▸ WHAT THE TASK REQUIRES
You are to retype all of the data exactly as it appears.

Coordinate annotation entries

════════════════════

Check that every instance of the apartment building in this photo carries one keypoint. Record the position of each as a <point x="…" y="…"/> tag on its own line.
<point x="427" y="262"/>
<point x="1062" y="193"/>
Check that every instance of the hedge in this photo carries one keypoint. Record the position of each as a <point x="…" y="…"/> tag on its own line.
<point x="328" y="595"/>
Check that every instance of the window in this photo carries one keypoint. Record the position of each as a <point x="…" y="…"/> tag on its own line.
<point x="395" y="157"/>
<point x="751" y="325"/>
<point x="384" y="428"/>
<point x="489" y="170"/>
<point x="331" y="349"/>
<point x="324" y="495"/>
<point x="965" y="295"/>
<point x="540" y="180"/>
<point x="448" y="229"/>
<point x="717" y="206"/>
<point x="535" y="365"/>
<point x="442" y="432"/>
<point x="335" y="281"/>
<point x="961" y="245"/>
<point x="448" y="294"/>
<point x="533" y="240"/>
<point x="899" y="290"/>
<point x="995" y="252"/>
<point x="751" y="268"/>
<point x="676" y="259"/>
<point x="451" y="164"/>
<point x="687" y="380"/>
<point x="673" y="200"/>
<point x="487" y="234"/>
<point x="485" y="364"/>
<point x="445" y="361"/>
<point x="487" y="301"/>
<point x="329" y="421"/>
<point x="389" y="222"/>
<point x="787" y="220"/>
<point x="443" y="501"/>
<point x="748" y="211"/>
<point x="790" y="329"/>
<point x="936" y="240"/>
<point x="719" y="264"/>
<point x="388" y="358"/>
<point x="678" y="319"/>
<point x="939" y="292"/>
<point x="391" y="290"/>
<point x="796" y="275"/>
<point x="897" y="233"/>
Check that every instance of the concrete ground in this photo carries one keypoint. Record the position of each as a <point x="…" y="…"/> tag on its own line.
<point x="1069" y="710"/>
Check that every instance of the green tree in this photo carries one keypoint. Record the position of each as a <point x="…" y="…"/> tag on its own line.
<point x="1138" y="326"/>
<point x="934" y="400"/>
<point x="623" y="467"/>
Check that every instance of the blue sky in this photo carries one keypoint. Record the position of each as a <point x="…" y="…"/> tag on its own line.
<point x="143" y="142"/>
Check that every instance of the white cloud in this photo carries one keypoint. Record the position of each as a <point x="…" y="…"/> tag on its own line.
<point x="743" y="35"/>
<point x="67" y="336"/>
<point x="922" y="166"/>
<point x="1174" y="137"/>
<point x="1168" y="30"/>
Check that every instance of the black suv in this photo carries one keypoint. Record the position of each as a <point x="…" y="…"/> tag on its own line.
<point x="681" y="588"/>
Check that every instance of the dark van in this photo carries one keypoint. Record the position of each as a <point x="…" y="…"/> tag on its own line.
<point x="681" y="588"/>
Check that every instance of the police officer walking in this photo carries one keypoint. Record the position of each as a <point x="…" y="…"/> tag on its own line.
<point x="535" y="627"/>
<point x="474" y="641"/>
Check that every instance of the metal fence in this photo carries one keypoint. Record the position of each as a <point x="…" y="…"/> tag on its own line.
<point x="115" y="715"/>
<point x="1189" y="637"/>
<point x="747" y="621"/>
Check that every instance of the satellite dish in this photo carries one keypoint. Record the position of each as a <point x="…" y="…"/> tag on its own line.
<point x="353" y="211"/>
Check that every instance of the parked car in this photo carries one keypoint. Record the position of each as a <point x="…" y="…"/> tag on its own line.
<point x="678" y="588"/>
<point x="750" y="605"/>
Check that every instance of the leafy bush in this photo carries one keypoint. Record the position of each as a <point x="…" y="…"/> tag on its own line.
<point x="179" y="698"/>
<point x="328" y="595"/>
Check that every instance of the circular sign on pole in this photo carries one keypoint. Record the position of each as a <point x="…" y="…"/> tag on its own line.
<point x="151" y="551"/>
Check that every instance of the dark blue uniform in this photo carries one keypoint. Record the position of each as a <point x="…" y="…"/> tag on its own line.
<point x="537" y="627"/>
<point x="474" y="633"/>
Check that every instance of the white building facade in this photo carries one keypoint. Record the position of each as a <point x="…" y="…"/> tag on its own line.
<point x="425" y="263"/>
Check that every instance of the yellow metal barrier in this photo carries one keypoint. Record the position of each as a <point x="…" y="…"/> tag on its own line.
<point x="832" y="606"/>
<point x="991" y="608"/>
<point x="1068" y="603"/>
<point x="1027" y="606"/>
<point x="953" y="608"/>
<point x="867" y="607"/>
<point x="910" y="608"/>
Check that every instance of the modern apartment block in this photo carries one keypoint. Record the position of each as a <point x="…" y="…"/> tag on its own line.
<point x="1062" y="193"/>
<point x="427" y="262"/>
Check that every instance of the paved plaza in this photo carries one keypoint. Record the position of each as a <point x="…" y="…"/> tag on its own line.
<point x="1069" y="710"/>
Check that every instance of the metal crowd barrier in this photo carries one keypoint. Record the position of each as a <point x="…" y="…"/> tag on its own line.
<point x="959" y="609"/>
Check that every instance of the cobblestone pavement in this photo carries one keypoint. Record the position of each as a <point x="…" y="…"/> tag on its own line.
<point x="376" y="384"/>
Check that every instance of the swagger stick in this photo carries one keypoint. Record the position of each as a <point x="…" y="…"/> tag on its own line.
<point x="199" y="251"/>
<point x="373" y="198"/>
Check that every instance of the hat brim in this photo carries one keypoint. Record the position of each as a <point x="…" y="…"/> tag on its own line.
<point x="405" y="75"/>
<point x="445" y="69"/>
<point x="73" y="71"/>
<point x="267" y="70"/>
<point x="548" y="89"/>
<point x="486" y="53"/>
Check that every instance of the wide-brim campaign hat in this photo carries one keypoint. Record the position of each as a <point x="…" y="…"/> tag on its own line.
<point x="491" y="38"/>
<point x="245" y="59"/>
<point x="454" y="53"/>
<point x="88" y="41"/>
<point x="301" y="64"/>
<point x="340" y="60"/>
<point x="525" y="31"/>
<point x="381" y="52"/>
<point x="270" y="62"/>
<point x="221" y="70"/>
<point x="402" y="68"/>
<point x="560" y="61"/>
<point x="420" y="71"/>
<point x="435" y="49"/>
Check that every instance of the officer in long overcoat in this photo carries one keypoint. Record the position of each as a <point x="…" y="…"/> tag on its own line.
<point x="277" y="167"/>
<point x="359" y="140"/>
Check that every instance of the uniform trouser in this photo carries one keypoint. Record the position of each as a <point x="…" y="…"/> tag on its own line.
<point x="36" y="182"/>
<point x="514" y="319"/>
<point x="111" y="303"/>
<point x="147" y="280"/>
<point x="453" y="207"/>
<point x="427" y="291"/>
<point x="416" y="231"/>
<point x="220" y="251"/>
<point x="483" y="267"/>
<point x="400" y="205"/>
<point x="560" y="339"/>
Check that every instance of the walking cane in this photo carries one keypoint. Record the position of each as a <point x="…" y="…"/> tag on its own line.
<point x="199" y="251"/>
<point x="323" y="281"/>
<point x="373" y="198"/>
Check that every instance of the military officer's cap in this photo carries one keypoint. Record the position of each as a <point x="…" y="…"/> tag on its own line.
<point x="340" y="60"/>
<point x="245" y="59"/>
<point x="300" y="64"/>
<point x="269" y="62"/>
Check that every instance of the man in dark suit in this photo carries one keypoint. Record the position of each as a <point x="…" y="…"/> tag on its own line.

════════════════════

▸ FULL OUTPUT
Check that every instance of the apartment building in this photo carries one keypoint. Record the position of each as a <point x="…" y="…"/> tag on its own line.
<point x="427" y="262"/>
<point x="1062" y="193"/>
Check that every instance of the hedge in this photo carries one keypoint. Record the position of each as a <point x="…" y="…"/> tag on its own line.
<point x="328" y="595"/>
Check that every instance of the window in this photo carries one keypoint. Record the position of each as a <point x="…" y="…"/> tag on its own line.
<point x="395" y="157"/>
<point x="751" y="325"/>
<point x="384" y="428"/>
<point x="489" y="170"/>
<point x="331" y="349"/>
<point x="324" y="495"/>
<point x="965" y="295"/>
<point x="540" y="180"/>
<point x="448" y="229"/>
<point x="717" y="206"/>
<point x="535" y="365"/>
<point x="442" y="432"/>
<point x="335" y="281"/>
<point x="961" y="245"/>
<point x="448" y="294"/>
<point x="533" y="240"/>
<point x="899" y="290"/>
<point x="995" y="252"/>
<point x="751" y="268"/>
<point x="676" y="259"/>
<point x="451" y="164"/>
<point x="687" y="380"/>
<point x="673" y="200"/>
<point x="487" y="234"/>
<point x="485" y="364"/>
<point x="445" y="361"/>
<point x="487" y="301"/>
<point x="329" y="421"/>
<point x="389" y="222"/>
<point x="787" y="220"/>
<point x="443" y="501"/>
<point x="748" y="211"/>
<point x="790" y="329"/>
<point x="936" y="240"/>
<point x="719" y="264"/>
<point x="388" y="358"/>
<point x="678" y="319"/>
<point x="939" y="292"/>
<point x="391" y="290"/>
<point x="796" y="275"/>
<point x="897" y="233"/>
Check that every instance of the concrete ground in this photo carries one keypoint. Record the position of each as a <point x="…" y="…"/> tag on its own line.
<point x="1069" y="710"/>
Check that every instance of the green tree in this photo carries one keypoint. Record the position of each as a <point x="…" y="…"/> tag on its own line.
<point x="1138" y="326"/>
<point x="934" y="400"/>
<point x="623" y="467"/>
Check that every instance of the blue sky in this photo carries one keypoint. Record the position of each as a <point x="…" y="…"/> tag on its own line.
<point x="143" y="142"/>
Check that every instance of the white cloud in this photo carries one keypoint. Record the position of each as a <point x="…" y="…"/> tag on its own line.
<point x="743" y="35"/>
<point x="67" y="336"/>
<point x="922" y="166"/>
<point x="1174" y="137"/>
<point x="1168" y="30"/>
Check that every instance of the black suv in this photo carries one keypoint. Record the position of each as a <point x="…" y="…"/> tag on its own line.
<point x="681" y="588"/>
Check that every instance of the dark van in this photo carries one keypoint. Record the position of each as a <point x="…" y="…"/> tag on its own line.
<point x="681" y="588"/>
Check that every instance of the police officer walking in this photo carries one keypoint. Record the position of each as a <point x="…" y="…"/> tag on its own line.
<point x="535" y="627"/>
<point x="474" y="641"/>
Check that every instance of the metal fence in this photo carries one keypoint. Record the position of each as a <point x="…" y="…"/> tag on its own line.
<point x="115" y="715"/>
<point x="1189" y="637"/>
<point x="747" y="621"/>
Check that every instance of the satellite dish in this photo carries one keypoint. Record the position of each as a <point x="…" y="…"/> tag on its own line.
<point x="353" y="211"/>
Check that every instance of the parked car in this photo carries one keypoint. Record the position of each as a <point x="…" y="…"/> tag on its own line.
<point x="678" y="588"/>
<point x="750" y="605"/>
Check that every instance of the leafy bush in this photo carries one keypoint. Record the position of each as a <point x="…" y="…"/> tag on its own line.
<point x="179" y="698"/>
<point x="328" y="595"/>
Check that every instance of the circular sign on pole in this photo carries one keypoint. Record the position of each as a <point x="…" y="…"/> tag on its own line.
<point x="151" y="551"/>
Check that every instance of the dark blue uniform in this photo carries one keypoint. Record the position of each as a <point x="…" y="…"/> tag on its own line.
<point x="537" y="627"/>
<point x="474" y="633"/>
Check that every instance of the white building facade in this photo carries one keypoint. Record the position of each as a <point x="…" y="…"/> tag on its own line.
<point x="425" y="263"/>
Check that every instance of the yellow metal barrier in this photo carries one keypoint. Record the position of each as a <point x="…" y="…"/> tag on its own line.
<point x="832" y="606"/>
<point x="991" y="608"/>
<point x="1068" y="603"/>
<point x="1027" y="606"/>
<point x="953" y="608"/>
<point x="867" y="607"/>
<point x="910" y="608"/>
Check that every instance of the modern apartment block in this photo carries one keypoint. Record the position of each as a <point x="…" y="…"/> tag on its own line.
<point x="1062" y="193"/>
<point x="427" y="262"/>
Check that every instance of the paved plaza in this photo carries one keypoint. Record the position of each as a <point x="…" y="…"/> tag on its own line.
<point x="1069" y="710"/>
Check that every instance of the metal crowd barrier in this photo carries one keypoint. Record the position of each as a <point x="…" y="…"/> tag on its own line.
<point x="959" y="609"/>
Check that every instance of the cobblestone pavement in this photo carries one keypoint. Record the position of each as a <point x="…" y="…"/> tag on its own line.
<point x="376" y="384"/>
Check that every instance of the swagger stick in this photo carries one keypoint. Record the position of each as a <point x="…" y="…"/> tag on its own line.
<point x="199" y="251"/>
<point x="373" y="198"/>
Check that every instance of the hat brim in this photo carries one keypoint. Record the position of each as a <point x="…" y="…"/> tag on its own line.
<point x="405" y="75"/>
<point x="445" y="69"/>
<point x="73" y="71"/>
<point x="267" y="70"/>
<point x="548" y="89"/>
<point x="486" y="53"/>
Check that every instance of the wide-brim campaign hat in this photo carries one keypoint. Record the position of each as a <point x="…" y="…"/> tag on its own line.
<point x="491" y="38"/>
<point x="245" y="59"/>
<point x="454" y="53"/>
<point x="88" y="41"/>
<point x="301" y="64"/>
<point x="340" y="60"/>
<point x="525" y="31"/>
<point x="381" y="52"/>
<point x="270" y="62"/>
<point x="221" y="70"/>
<point x="402" y="68"/>
<point x="560" y="61"/>
<point x="420" y="71"/>
<point x="435" y="49"/>
Check that every instance of the officer in long overcoat in this photo carries one keypoint. Record the position of each as a <point x="…" y="…"/> tag on its own line.
<point x="277" y="167"/>
<point x="359" y="140"/>
Check that every instance of the uniform trouser in this photo carries one keypoint. Record the position of each as a <point x="…" y="…"/> tag on its own line.
<point x="36" y="182"/>
<point x="514" y="319"/>
<point x="111" y="303"/>
<point x="147" y="280"/>
<point x="453" y="207"/>
<point x="427" y="291"/>
<point x="416" y="231"/>
<point x="220" y="251"/>
<point x="483" y="267"/>
<point x="400" y="205"/>
<point x="560" y="339"/>
Check that every instance of the walking cane in this photo carries one keypoint. Record the position of each as a <point x="…" y="…"/> tag on its own line.
<point x="199" y="251"/>
<point x="323" y="281"/>
<point x="373" y="198"/>
Check that every instance of the military officer's cap in this photo carries one keypoint. Record the position of each as a <point x="…" y="…"/> tag on its own line.
<point x="340" y="60"/>
<point x="245" y="59"/>
<point x="300" y="64"/>
<point x="269" y="62"/>
Check that every instance of the man in dark suit in this photo carries one keypoint. Record the position of each as a <point x="…" y="…"/> tag on its own line.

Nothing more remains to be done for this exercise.